(Some records)

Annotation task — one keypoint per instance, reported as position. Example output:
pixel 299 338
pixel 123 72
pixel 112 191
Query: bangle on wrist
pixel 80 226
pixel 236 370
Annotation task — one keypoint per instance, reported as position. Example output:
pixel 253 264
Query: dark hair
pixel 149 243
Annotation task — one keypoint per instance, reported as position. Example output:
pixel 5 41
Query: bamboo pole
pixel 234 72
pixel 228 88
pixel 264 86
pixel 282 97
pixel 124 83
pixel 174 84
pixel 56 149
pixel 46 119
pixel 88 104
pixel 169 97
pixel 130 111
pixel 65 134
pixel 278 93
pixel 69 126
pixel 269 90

▶ **What to work on**:
Retype all of the material above line for line, without changing anything.

▶ **Exercise output**:
Annotation task — one keypoint per instance, reported as position. Example output:
pixel 299 338
pixel 123 72
pixel 112 191
Query: bangle on wrist
pixel 80 226
pixel 236 370
Annotation task — one keypoint per instance, reported as position. Example output:
pixel 253 264
Query: dark hair
pixel 149 243
Annotation task — one keypoint per instance, reported as position. Example output:
pixel 5 41
Query: bamboo pole
pixel 234 72
pixel 228 88
pixel 264 86
pixel 282 97
pixel 124 83
pixel 174 84
pixel 56 149
pixel 46 119
pixel 88 104
pixel 169 97
pixel 130 111
pixel 65 134
pixel 278 93
pixel 69 126
pixel 269 90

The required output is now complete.